## Problem to work on
Give the records again, word for word.

── Input records ──

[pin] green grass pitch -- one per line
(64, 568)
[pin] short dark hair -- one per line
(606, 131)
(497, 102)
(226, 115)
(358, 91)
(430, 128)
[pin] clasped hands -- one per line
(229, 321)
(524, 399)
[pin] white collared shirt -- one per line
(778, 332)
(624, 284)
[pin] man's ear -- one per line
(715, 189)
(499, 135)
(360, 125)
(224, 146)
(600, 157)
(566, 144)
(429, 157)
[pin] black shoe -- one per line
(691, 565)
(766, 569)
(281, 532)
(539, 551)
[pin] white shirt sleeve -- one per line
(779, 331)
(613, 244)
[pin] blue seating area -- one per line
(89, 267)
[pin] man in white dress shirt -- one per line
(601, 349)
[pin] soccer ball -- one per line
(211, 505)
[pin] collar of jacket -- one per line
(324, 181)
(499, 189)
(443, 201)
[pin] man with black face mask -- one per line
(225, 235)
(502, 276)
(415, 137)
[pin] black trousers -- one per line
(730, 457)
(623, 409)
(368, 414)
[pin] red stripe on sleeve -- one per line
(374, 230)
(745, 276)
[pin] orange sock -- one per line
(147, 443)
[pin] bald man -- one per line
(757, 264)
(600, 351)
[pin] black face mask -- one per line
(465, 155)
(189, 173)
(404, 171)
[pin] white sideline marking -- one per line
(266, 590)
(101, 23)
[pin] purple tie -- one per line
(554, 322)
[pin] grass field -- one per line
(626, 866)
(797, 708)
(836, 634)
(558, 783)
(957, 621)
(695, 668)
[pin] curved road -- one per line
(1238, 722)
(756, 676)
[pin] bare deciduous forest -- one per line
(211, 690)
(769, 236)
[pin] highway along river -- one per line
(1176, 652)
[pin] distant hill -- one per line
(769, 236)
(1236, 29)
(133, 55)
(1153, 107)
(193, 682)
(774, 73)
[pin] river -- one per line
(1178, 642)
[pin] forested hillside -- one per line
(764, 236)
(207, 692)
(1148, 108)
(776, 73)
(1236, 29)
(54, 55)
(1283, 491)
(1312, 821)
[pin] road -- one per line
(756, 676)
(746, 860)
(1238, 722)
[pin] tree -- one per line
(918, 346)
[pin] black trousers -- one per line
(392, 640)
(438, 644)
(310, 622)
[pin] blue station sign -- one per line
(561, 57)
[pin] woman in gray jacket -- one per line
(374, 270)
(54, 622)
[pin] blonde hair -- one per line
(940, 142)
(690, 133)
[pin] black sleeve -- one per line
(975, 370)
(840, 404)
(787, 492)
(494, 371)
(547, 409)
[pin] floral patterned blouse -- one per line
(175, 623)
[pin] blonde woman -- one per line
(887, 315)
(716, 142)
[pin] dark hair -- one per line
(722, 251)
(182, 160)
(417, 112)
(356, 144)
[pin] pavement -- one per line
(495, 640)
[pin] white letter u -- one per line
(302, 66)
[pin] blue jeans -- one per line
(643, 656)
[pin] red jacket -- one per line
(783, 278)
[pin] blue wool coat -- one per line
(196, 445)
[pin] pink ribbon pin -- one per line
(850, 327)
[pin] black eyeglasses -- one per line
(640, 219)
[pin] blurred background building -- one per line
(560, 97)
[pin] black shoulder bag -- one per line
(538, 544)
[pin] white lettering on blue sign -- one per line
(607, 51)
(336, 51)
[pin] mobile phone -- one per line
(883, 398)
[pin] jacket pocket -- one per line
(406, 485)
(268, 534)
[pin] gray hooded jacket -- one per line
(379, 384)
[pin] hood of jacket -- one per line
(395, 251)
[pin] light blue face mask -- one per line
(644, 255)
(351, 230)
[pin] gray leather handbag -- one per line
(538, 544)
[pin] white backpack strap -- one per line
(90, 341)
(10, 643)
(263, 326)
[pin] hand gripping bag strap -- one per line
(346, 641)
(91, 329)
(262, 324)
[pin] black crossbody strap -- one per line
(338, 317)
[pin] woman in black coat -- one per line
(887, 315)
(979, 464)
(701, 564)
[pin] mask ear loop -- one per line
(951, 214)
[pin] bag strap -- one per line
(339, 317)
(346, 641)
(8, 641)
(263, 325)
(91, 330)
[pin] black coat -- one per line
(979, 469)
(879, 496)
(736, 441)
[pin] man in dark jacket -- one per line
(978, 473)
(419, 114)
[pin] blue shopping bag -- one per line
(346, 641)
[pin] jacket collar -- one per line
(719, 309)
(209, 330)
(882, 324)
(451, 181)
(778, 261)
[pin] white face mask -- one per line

───

## Exercise response
[pin] green grass pitch -- one per line
(64, 568)
[pin] short dark hair -- one per line
(606, 131)
(497, 102)
(226, 115)
(358, 91)
(430, 128)
[pin] clasped hands -- one per line
(229, 321)
(524, 399)
[pin] white collared shirt -- one per line
(778, 332)
(624, 284)
[pin] man's ear -- one per line
(715, 189)
(499, 135)
(360, 125)
(224, 146)
(600, 157)
(566, 144)
(429, 157)
[pin] black shoe -- one per line
(691, 565)
(766, 569)
(281, 532)
(539, 551)
[pin] white shirt sleeve -- one per line
(779, 331)
(613, 244)
[pin] blue seating area -- one per line
(89, 267)
[pin] man in white dress shirt -- one per line
(601, 349)
[pin] soccer ball -- one per line
(211, 505)
[pin] collar of jacket -- one per line
(324, 181)
(499, 189)
(443, 201)
[pin] man with black face mask -- one per line
(225, 235)
(502, 276)
(415, 137)
[pin] black trousers -- one per line
(730, 457)
(623, 409)
(368, 414)
[pin] red stripe on sleeve -- one per line
(374, 230)
(745, 276)
[pin] orange sock -- one per line
(147, 443)
[pin] bald man -- one per line
(757, 264)
(600, 351)
[pin] black face mask -- one per line
(465, 155)
(189, 173)
(404, 171)
[pin] white sideline marking -- one per line
(266, 590)
(101, 23)
[pin] purple tie -- one per line
(554, 322)
[pin] grass field -- one per line
(626, 866)
(797, 708)
(836, 634)
(558, 783)
(957, 621)
(695, 668)
[pin] curved road -- one per line
(1238, 722)
(756, 676)
[pin] bare deciduous forest -- one per line
(211, 690)
(769, 236)
[pin] highway along river -- one per line
(1176, 652)
[pin] distant hill -- one per line
(769, 236)
(1236, 29)
(133, 55)
(1153, 107)
(193, 682)
(774, 73)
[pin] river -- one per line
(1178, 642)
[pin] forested hillside -- one per line
(764, 236)
(207, 692)
(1148, 108)
(776, 73)
(1236, 29)
(54, 55)
(1283, 491)
(1312, 821)
[pin] road -- one per line
(756, 676)
(746, 860)
(1238, 722)
[pin] tree -- one per line
(918, 346)
[pin] black trousers -- one per line
(392, 640)
(438, 644)
(310, 622)
[pin] blue station sign -- one per line
(561, 57)
[pin] woman in gray jacket -- one per line
(374, 270)
(54, 622)
[pin] blonde hair -- one per line
(940, 142)
(690, 133)
[pin] black sleeve -- one per line
(975, 370)
(840, 404)
(787, 492)
(494, 371)
(547, 409)
[pin] floral patterned blouse -- one per line
(175, 623)
[pin] blonde woman -- one per line
(887, 315)
(716, 142)
[pin] dark hair -- one per line
(722, 251)
(182, 160)
(417, 112)
(356, 144)
[pin] pavement -- one per line
(495, 640)
[pin] white letter u -- one per line
(302, 66)
[pin] blue jeans -- one per line
(643, 656)
[pin] red jacket -- one per line
(783, 278)
[pin] blue wool coat -- one per line
(196, 445)
[pin] pink ribbon pin -- one per line
(850, 327)
[pin] black eyeglasses -- one per line
(640, 219)
[pin] blurred background building -- one per line
(560, 97)
[pin] black shoulder bag -- one per line
(538, 544)
[pin] white lettering on blue sign -- one per line
(607, 51)
(336, 51)
[pin] mobile phone -- one per line
(883, 398)
[pin] jacket pocket -- one per line
(406, 485)
(268, 534)
[pin] gray hooded jacket -- one per line
(379, 384)
[pin] hood of jacket -- one per line
(395, 251)
[pin] light blue face mask -- one per line
(644, 255)
(351, 230)
[pin] gray leather handbag -- one per line
(538, 544)
[pin] white backpack strap -- one per line
(90, 341)
(10, 643)
(263, 326)
[pin] hand gripping bag strap -- one per line
(346, 641)
(91, 329)
(262, 324)
[pin] black crossbody strap -- one per line
(338, 317)
[pin] woman in black coat -- one per line
(887, 315)
(979, 464)
(701, 564)
[pin] mask ear loop -- one per line
(951, 214)
[pin] bag strap -- one per line
(339, 317)
(346, 641)
(8, 641)
(263, 325)
(91, 330)
[pin] black coat -- one per line
(979, 469)
(879, 496)
(736, 441)
[pin] man in dark jacket -- one per line
(978, 473)
(419, 114)
[pin] blue shopping bag -- one per line
(346, 641)
[pin] jacket collar -- one per line
(719, 309)
(209, 330)
(882, 324)
(451, 181)
(778, 261)
[pin] white face mask -- one per line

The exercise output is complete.